### Aim A
Reproduce the stretch from "So documents show" through "been anyone’s slave-mistress?" in the post about Dido Belle's family below, word for word.
### Aim B
Carry the post about Dido Belle's brother further, picking up after its last sentence.

Detail from Elizabeth Belle Lindsay and Lady Elizabeth Murray attributed to Johann Zoffany: Belle
Dear friends and readers,
Carolyn Steedman whose important book, Labours Lost: Domestic Service and the Making of Modern England, I reviewed here, recently told me that the film-makers of Belle overlooked a document that at the very least would have changed the cast of characters in the movie (and its story) considerably: Elizabeth Lindsay (Dido Belle’s legal and perhaps her familiar name too) had a full brother, John (named in the document) and Elizabeth’s father, John Lindsay (played by Matthew Goode in the movie) a sufficiently long-term and continuing relationship with Elizabeth’s mother to father two children by her and in his will ask his legal wife, Mary, to make sure the money that had been provided for them in trust became theirs. These three people, the son, John, the unnamed slave woman (concubine, slave-mistress?) whom John Lindsay lived with, and John Lindsay’s legal wife, are erased from the movie and just about every story told about this family group.
This has been public knowledge for at least 12 years: in footnote 93 of “Lord Mansfield’s Women” (from which Steedman’s shorter chapter of the same name in Labours Lost was adapted), Past and Present, 176 (August 2002):105-143, Prof. Steedman writes:
`Scone Palace, Murray Family Papers. Earls of Mansfield. NRA(S) 0776. Second Series, Bundle 2346. Incl. attested copies (1793) of will and codicils of William, Earl of Mansfield. Second Series, Bundle 54. Accounts and Vouchers 1774-78 [this is in error for 1798]. `Important Notes respecting the state of Lord Mansfield’s affairs …’; `Notes respecting the state of Lord Mansfield’s affairs made by me in a Conversation I had this day with Mr Way and signed in Mr Way’s presence. December 19 1786′. Dido was very well set up. Her father had left money in trust for her and for another illegitimate child about whom nothing is known. PRO, PROB 11/1167. `I further give and bequeath unto my dearest Wife Mary Lindsay One Thousand pounds in Trust to be disposed by her for the benefit of John and Elizabeth Lindsay my reputed Son and Daughter in such Manner as she thinks proper’. Will dated 29 September 1783.'[Note 1 — a correction from the ODNB]
Prof Steedman puts it in conversational English to me in an email in this way:
So there was another child, almost certainly Elizabeth’s (Dido’s) brother. And by the same mother, again, almost certainly. So the usual `fathered on a slave women during the Siege of Cuba’ may well mask a much longer relationship. And Mary Lindsay, wife of Sir John Lindsay, was charged with the care of both children. What happened to the the boy? He was alive in 1783. An important factor of Elizabeth Lindsay’s emotional landscape may well have been the loss of her sibling. Or perhaps she saw him every day, and no one spoke of him. Sir John and Lady Mary Lindsay are the people to pursue if we want to know more about all of this.
So documents show Elizabeth’s brother was still alive in 1783. What happened to him? why was he not equally favored? were there no rumors because he was a boy and thus could not have been anyone’s slave-mistress?

### Supplied entries
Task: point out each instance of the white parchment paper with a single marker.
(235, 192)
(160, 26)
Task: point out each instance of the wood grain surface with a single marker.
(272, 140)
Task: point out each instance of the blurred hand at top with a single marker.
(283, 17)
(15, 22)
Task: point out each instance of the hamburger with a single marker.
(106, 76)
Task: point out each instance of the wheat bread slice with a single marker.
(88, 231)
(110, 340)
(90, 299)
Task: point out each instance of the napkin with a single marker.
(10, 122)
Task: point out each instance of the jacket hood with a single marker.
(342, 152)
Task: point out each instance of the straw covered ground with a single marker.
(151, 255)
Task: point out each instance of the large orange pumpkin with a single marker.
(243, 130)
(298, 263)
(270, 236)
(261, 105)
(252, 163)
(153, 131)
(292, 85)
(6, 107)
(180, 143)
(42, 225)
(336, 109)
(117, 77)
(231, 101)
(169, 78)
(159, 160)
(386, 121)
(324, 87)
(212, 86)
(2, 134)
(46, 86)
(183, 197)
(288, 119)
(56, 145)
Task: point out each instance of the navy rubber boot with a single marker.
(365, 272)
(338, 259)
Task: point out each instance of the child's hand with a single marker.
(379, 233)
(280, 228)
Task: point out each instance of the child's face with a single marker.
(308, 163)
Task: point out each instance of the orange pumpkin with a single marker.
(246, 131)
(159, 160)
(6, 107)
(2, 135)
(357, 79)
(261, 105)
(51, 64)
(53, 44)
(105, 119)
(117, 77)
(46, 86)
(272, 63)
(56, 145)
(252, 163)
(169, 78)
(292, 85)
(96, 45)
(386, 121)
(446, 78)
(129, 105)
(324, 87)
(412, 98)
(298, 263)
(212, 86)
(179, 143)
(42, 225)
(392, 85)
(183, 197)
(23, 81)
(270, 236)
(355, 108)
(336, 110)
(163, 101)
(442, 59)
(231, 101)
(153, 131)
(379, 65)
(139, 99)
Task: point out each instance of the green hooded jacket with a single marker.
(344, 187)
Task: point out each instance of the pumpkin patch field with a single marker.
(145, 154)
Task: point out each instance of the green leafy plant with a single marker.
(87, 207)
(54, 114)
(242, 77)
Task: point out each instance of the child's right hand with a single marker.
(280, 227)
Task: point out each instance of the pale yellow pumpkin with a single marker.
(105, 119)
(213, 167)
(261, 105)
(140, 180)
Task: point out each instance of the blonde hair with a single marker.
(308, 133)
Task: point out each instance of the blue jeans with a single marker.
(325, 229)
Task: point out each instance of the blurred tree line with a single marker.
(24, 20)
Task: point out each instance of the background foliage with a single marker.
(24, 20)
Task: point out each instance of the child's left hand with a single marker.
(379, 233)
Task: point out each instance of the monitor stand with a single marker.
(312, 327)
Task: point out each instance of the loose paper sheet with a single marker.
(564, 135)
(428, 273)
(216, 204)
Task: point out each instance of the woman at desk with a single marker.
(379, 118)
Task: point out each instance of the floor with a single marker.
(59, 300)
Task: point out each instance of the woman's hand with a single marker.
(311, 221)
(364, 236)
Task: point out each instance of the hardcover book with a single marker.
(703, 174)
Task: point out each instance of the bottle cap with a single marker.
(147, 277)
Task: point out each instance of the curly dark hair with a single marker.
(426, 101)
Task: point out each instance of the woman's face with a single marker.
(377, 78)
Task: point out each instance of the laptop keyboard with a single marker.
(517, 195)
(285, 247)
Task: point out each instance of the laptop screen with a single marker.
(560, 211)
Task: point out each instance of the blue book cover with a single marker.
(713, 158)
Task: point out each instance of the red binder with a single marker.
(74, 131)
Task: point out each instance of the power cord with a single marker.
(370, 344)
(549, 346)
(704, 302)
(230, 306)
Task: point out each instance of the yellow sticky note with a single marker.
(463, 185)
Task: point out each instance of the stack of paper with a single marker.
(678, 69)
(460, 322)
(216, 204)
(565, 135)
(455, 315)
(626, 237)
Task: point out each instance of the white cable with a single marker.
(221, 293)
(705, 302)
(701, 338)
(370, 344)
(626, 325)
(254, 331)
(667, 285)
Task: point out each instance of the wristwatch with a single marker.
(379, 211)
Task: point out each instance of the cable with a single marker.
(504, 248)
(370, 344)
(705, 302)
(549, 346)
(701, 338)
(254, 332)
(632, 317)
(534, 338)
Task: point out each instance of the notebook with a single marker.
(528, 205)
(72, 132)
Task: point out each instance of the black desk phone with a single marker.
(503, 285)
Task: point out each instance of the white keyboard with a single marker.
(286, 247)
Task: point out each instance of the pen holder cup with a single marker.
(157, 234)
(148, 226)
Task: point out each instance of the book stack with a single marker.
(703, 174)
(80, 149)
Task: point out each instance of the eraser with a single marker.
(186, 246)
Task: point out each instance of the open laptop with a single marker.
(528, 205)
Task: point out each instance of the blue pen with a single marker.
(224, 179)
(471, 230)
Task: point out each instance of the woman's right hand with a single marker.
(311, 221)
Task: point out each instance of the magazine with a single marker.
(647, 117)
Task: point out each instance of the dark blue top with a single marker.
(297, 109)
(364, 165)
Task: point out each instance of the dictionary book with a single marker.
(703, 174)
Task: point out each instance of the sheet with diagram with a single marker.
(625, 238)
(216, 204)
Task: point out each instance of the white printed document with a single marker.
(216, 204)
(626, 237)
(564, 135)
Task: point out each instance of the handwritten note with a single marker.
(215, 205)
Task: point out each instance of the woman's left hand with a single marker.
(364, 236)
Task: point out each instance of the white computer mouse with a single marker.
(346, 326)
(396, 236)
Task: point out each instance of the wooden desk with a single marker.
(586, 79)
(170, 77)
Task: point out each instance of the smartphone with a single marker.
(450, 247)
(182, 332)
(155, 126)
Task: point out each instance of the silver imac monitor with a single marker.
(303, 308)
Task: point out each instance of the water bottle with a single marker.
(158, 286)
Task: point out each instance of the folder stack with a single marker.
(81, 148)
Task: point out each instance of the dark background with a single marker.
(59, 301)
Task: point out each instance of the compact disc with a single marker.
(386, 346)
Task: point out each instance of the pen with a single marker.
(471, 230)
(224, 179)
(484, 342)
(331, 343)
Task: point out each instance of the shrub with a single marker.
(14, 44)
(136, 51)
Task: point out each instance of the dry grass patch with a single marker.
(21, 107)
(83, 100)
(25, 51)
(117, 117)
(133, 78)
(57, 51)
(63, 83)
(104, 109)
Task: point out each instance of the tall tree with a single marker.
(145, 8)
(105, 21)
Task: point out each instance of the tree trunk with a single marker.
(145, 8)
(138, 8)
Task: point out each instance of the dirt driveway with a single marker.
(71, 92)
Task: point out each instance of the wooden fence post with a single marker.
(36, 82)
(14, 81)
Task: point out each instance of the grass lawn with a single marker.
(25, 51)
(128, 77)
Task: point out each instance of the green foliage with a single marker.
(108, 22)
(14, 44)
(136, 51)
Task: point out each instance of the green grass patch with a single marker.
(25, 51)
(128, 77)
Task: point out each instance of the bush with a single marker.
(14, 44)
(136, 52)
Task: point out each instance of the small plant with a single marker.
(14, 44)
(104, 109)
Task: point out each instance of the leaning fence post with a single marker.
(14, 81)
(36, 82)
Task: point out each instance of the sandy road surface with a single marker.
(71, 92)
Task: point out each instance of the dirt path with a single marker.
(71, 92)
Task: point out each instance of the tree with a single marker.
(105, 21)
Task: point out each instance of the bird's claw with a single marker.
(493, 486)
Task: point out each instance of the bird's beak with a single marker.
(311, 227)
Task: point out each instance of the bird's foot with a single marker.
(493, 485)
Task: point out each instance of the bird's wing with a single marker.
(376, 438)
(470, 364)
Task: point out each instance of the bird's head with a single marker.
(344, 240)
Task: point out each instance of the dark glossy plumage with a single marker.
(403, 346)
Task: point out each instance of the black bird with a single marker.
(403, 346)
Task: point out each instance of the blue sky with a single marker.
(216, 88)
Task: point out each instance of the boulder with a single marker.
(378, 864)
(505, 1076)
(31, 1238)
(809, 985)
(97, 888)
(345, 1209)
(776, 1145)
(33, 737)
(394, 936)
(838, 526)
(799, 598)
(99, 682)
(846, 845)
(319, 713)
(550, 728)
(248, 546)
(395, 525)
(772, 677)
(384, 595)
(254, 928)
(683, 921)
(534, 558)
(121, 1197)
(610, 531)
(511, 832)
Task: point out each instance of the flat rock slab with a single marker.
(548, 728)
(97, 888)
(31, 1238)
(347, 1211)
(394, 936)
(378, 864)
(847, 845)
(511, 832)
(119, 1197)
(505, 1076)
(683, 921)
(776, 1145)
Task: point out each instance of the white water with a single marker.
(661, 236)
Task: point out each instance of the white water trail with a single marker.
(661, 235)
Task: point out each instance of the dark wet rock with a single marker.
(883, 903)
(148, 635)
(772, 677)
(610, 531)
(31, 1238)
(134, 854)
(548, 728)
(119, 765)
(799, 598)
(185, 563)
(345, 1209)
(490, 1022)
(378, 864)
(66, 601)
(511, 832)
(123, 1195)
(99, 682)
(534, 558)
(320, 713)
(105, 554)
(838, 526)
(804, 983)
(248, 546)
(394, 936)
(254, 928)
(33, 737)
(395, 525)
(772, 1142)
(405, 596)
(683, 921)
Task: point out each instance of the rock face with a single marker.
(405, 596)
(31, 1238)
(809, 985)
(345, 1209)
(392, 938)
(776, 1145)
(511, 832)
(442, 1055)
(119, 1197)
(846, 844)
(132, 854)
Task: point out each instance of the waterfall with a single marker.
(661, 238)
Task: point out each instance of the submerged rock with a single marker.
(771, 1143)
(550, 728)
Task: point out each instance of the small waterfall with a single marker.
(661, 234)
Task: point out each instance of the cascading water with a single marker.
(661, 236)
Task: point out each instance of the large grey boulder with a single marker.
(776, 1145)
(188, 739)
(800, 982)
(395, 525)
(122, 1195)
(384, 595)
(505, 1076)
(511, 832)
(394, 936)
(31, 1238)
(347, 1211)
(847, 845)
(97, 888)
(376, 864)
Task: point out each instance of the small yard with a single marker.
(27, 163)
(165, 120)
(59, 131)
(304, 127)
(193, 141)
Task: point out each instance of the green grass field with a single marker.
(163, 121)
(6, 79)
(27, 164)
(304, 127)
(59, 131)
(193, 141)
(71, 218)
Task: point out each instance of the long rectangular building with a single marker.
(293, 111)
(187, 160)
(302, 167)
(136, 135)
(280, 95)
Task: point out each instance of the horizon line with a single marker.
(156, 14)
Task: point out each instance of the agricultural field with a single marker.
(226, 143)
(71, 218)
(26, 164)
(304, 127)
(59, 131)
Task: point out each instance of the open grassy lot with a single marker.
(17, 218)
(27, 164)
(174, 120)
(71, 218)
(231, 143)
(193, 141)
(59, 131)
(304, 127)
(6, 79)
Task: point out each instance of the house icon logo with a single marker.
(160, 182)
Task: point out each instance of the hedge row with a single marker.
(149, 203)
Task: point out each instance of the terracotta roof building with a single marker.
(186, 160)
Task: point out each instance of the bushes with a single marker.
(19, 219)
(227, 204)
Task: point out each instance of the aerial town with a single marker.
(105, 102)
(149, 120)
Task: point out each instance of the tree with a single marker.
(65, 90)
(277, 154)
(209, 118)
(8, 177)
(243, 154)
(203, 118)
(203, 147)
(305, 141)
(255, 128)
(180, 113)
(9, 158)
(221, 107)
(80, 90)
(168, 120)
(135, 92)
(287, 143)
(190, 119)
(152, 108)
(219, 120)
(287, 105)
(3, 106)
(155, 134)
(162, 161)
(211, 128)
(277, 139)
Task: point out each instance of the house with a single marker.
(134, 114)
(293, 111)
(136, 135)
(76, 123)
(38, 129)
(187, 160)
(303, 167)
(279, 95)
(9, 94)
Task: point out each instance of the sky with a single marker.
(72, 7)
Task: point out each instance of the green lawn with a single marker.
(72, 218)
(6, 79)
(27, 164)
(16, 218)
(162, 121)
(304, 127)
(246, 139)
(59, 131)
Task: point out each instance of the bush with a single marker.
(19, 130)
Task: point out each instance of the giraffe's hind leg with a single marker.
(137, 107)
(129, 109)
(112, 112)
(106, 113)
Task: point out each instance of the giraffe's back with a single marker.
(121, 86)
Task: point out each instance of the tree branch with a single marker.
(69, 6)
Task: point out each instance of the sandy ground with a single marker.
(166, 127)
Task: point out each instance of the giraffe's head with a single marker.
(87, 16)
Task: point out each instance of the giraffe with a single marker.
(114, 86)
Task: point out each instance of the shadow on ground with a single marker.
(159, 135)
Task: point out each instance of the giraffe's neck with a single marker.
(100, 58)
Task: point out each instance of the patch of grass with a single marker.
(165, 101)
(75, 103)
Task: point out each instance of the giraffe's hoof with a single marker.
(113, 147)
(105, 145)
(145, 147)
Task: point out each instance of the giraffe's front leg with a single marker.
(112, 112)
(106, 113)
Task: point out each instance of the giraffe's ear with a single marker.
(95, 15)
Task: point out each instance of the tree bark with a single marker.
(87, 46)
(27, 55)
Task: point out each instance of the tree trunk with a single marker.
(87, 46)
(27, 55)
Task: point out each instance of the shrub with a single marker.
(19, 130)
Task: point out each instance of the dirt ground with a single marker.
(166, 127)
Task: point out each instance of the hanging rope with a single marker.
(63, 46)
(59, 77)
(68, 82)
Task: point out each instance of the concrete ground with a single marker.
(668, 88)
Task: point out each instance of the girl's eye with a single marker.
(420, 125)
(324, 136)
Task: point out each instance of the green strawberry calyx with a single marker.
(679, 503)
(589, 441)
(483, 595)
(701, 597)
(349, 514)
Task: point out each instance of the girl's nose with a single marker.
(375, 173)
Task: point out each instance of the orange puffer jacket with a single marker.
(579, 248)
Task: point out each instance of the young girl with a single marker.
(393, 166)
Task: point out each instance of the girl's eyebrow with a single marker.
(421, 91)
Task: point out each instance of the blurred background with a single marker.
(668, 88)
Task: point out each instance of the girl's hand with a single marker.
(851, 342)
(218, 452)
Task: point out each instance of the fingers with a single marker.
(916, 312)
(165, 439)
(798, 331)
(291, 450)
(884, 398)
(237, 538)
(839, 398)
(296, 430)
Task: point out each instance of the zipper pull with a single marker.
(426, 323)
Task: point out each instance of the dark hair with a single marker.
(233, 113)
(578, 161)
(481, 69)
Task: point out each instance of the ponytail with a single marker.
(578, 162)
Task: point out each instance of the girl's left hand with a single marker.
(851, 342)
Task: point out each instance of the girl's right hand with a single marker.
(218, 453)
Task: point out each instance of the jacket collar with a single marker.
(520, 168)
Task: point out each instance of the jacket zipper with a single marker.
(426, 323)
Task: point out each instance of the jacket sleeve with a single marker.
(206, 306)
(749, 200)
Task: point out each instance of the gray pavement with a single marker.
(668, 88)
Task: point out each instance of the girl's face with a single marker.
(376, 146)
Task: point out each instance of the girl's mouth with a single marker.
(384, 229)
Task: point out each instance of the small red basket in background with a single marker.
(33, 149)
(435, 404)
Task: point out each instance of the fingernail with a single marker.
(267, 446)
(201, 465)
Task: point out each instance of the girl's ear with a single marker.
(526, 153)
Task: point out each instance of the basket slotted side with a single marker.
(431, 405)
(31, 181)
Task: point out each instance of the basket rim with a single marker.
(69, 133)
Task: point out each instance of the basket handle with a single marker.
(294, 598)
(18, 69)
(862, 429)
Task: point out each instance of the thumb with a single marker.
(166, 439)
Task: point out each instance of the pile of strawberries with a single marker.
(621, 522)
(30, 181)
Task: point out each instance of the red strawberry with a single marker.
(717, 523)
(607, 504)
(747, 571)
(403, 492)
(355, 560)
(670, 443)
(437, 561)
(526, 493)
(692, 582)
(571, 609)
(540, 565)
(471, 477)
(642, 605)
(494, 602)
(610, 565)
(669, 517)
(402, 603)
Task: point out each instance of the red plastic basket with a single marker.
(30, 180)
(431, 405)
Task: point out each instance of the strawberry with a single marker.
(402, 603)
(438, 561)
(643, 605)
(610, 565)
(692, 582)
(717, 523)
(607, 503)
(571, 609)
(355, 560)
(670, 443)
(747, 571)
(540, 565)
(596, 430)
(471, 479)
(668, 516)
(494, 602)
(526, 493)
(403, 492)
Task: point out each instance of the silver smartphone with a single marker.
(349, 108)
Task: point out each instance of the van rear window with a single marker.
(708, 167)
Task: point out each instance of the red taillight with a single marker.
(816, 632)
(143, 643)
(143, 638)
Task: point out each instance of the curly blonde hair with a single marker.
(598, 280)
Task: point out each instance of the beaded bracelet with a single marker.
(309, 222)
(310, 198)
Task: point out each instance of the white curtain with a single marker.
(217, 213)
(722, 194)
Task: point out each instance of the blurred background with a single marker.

### Output A
So documents show Elizabeth’s brother was still alive in 1783. What happened to him? why was he not equally favored? were there no rumors because he was a boy and thus could not have been anyone’s slave-mistress?

### Output B
We may infer that one reason this familiar family pattern in slave-owning families has escaped the Mansfield official histories is it is uncomfortable to people to have again to recognize that a white man is bigamously living with two women, one of which is his overt property (Elizabeth Lindsay’s mother) and the other his de facto property, Mary. (Valerie Martin’s Property about a slave-owning family down south, which won the Orange Prize in 2003, puns on this). And to have again to remember how siblings and half-siblings could find themselves alienated or used by one another when one was treated as a full family member and the other as a semi-servant or slave. (Another fiction by an American women writer, Louisa May Alcott’s The Brothers, treats of this frequently poisonous reality.)
I was very glad when Prof. Steedman contacted me because she gave me a chance to return to her Labours Lost to do justice to a chapter I know I wrote too little about: “Lord Mansfield’s Women.” In my review of Belle, I placed Elizabeth and her cousin, Elizabeth Murray (played by Gugu Mbatha-Raw as Belle Dido, and Sarah Gadon as Elizabeth Murray), in the context of their automatic dependence on Lord Mansfield (Tom Wilkinson) and the other central women we see in the movie: Lord Mansfield’s wife, Lady Betty (who in life died in 1784 and is played by Emily Watson, one of my favorite actresses); the girls’ governess, Lady Mary Murray (Penelope Wilton, another); plus an unnamed black woman servant who seemed to be treated as a household servant rather than a slave (that is someone with the status of a person, and the rights accruing to her by law and custom but whose player I cannot recognize from the cast listing). Not a very wide purview with all characters’ circumstances allegorized in accordance with the movie’s idealizations.

The above grouping includes Lady Ashford (who schemes to get Dido’s legacy for her second son and is played by Miranda Richardsxon) and omits the one black woman servant I’ve mentioned whom we see serving the girl cousins in the movie. (We also see white women servants.) Lord Mansfield’s women in the article and book include the daughters of Mansfield’s brother, sixth Viscount Stormont, Anne and Marjory Murray,” plus of course (in the movie) his great-niece, Lady Elizabeth Murray, daughter to his nephew and importantly actual heir, David, seventh viscount. These three were all cousins to Dido Elizabeth Belle, “the black girl at Kenwood” (as she was called by rumor), an illegitimate daughter of Mansfield’s nephew on his sister’s side, Sir John Lindsay (once again, in the movie played by Matthew Goode).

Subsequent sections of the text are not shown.